* Problem statement
How many of the lines below contain the string "each"? Case counts; reply with the number only.

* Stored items

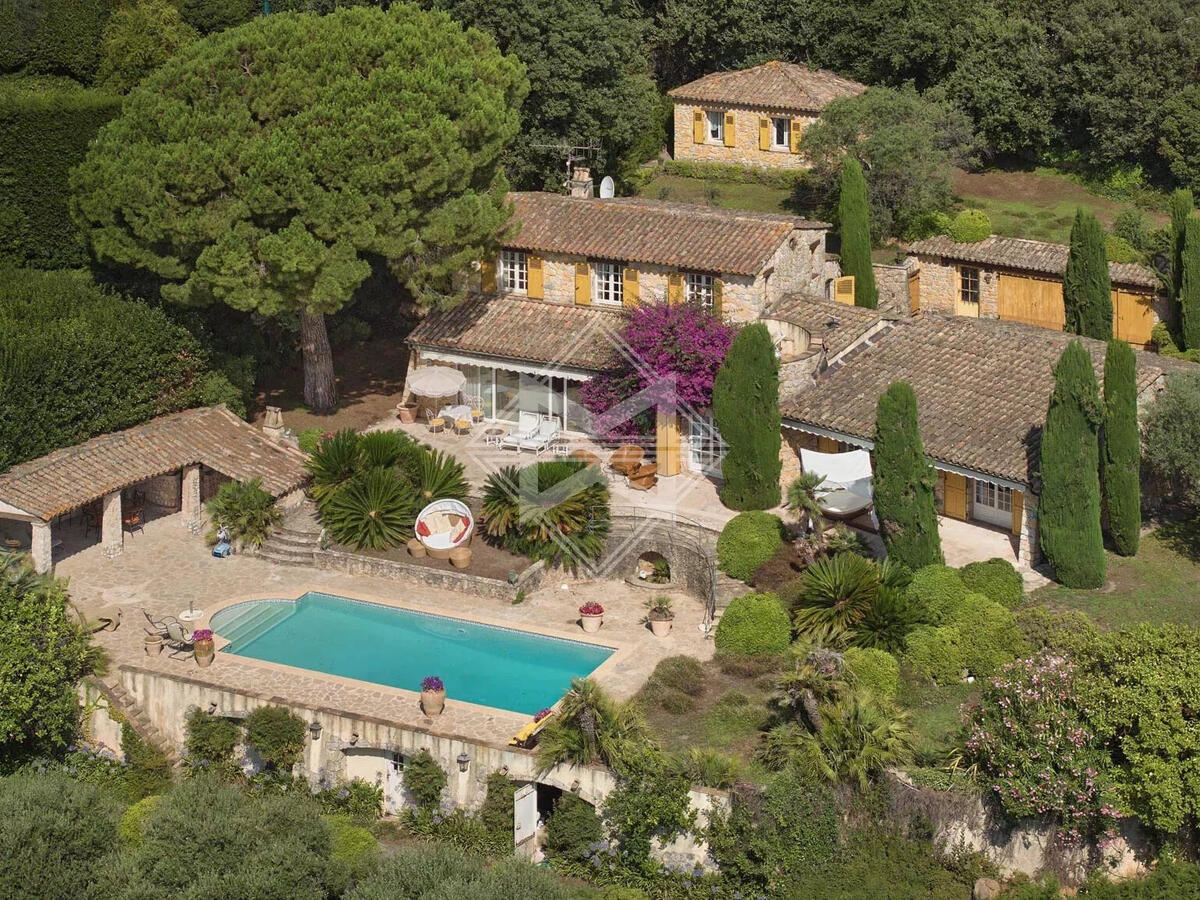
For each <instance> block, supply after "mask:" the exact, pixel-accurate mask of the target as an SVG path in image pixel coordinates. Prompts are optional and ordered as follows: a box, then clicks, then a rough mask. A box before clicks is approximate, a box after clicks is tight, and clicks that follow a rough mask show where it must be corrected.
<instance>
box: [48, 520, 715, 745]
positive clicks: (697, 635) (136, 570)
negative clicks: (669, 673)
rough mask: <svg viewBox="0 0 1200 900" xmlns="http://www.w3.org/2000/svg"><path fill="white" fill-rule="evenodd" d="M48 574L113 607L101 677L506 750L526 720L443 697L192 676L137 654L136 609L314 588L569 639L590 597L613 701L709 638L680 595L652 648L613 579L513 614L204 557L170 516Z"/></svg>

...

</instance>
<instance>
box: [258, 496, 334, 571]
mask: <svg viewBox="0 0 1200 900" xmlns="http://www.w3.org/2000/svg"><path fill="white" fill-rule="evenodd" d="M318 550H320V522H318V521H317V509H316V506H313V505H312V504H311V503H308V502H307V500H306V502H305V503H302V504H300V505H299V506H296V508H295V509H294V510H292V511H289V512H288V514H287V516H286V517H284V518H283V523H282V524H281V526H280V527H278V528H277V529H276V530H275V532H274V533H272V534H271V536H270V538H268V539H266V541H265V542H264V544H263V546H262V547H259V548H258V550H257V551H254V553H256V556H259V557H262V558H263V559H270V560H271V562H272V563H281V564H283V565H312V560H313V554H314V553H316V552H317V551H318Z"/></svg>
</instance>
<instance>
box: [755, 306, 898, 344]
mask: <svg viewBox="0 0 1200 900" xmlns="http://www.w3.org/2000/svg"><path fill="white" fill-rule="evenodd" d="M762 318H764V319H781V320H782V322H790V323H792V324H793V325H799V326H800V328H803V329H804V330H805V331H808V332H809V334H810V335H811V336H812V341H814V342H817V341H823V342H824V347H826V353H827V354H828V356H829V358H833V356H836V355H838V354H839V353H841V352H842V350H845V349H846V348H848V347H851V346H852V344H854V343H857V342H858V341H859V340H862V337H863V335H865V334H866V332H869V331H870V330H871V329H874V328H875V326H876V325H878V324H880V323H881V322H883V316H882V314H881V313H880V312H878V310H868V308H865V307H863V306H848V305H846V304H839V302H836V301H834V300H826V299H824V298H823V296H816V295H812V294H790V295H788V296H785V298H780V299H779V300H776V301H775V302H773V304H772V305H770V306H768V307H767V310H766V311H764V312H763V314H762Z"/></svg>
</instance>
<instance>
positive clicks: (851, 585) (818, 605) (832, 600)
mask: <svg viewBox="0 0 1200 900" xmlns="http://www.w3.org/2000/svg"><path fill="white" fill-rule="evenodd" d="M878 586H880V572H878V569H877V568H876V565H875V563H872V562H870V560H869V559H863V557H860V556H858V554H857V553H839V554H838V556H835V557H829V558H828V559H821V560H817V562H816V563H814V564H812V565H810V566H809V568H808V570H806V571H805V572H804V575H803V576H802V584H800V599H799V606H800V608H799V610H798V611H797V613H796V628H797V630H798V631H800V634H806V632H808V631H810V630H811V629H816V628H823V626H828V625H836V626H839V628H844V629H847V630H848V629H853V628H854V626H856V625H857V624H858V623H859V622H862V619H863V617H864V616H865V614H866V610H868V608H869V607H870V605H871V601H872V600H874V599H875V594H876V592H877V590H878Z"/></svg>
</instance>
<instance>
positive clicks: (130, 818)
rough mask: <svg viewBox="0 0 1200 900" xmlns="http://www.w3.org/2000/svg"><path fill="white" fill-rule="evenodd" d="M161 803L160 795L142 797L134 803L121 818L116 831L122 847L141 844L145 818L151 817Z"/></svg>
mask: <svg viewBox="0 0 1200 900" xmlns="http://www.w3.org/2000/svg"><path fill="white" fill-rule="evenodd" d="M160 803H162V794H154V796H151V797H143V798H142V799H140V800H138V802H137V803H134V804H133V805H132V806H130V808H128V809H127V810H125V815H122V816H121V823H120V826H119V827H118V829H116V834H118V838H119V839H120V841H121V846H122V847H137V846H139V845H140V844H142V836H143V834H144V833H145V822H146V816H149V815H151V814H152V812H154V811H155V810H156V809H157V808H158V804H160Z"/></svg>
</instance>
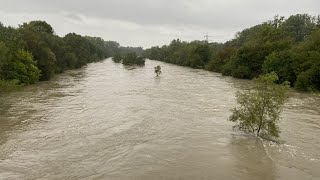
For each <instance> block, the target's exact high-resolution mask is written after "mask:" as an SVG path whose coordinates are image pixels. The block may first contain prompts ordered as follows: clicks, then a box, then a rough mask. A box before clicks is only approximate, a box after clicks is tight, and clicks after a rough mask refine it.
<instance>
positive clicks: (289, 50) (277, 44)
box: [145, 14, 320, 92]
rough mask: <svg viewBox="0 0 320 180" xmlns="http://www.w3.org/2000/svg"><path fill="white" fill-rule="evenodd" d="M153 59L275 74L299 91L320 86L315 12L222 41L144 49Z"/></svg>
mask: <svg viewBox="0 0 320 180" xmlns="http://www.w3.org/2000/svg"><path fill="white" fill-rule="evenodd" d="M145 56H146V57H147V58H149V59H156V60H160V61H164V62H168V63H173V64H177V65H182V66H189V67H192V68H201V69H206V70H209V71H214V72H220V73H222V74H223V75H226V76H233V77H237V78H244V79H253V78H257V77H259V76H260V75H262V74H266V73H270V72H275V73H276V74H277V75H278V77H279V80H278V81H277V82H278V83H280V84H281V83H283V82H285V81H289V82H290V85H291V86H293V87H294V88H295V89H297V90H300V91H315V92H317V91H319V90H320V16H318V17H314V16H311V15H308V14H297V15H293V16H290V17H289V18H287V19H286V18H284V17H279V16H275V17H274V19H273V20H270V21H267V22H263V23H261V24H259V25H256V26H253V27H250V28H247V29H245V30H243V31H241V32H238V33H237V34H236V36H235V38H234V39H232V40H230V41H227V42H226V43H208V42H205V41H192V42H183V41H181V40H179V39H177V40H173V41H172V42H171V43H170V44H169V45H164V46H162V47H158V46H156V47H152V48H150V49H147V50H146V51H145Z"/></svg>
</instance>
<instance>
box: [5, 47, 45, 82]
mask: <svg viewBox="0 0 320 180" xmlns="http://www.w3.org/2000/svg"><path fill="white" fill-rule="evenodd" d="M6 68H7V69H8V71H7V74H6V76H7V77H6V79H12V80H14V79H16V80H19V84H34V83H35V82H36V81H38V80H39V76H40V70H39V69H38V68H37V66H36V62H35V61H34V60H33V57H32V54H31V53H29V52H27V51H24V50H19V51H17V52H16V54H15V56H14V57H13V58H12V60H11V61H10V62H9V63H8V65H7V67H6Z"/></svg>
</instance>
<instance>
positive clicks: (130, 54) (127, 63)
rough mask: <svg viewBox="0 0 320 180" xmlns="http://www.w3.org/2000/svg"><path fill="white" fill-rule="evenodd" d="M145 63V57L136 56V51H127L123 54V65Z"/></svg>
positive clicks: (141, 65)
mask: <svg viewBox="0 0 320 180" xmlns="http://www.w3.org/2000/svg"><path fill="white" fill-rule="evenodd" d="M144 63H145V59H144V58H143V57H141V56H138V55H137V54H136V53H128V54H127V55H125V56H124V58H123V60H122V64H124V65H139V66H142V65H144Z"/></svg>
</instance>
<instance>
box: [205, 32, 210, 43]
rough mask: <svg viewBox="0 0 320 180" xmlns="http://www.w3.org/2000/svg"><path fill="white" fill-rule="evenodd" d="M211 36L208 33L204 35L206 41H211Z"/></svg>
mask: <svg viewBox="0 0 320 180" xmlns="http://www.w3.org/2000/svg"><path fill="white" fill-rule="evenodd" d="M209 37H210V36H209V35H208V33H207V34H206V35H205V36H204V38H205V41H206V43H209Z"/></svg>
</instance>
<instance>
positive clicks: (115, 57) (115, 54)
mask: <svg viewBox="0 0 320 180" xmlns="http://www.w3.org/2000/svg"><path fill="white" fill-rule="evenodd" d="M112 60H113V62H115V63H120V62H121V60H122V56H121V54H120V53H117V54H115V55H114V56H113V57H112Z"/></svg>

* Exercise result
2